-- BEGIN --

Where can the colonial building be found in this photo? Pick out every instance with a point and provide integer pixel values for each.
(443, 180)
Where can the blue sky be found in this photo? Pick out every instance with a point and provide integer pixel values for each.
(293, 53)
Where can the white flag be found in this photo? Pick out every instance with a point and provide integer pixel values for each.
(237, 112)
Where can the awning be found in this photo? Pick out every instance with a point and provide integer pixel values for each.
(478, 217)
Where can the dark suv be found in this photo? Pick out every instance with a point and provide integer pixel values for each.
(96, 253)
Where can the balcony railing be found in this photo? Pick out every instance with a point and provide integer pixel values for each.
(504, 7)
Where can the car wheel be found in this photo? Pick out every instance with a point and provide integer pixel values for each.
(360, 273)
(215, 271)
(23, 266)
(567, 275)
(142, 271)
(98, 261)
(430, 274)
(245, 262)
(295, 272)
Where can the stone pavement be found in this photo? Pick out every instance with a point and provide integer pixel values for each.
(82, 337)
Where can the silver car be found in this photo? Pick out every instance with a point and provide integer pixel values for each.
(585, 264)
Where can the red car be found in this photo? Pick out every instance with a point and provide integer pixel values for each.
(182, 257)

-- END --
-- BEGIN --

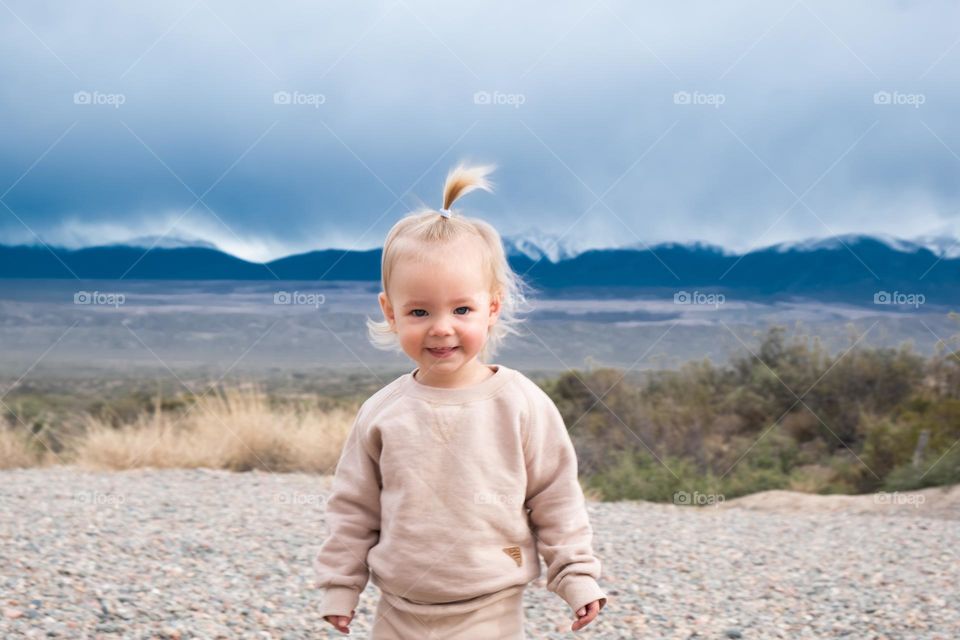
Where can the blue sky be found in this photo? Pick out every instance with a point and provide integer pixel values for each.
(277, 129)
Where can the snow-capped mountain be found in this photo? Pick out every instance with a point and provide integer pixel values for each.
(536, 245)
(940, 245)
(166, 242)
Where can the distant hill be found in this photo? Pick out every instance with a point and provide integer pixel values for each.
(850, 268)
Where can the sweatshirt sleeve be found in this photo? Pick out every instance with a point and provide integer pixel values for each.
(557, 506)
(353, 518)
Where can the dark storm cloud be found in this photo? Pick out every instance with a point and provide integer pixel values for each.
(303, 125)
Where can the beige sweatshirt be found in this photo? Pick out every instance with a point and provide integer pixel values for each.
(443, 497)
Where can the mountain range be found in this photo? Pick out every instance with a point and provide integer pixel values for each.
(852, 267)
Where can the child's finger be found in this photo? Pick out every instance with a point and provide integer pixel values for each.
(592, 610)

-- END --

Identify every line of the items that contains the word "mountain" and copy each such line. Case counts.

Where can the snow-capped mountain be found in this photo? Pick out every instance with a point and provide integer pixel values for each.
Where can the mountain range be found in this photo? Pick out every instance with a point and provide integer pixel values for each.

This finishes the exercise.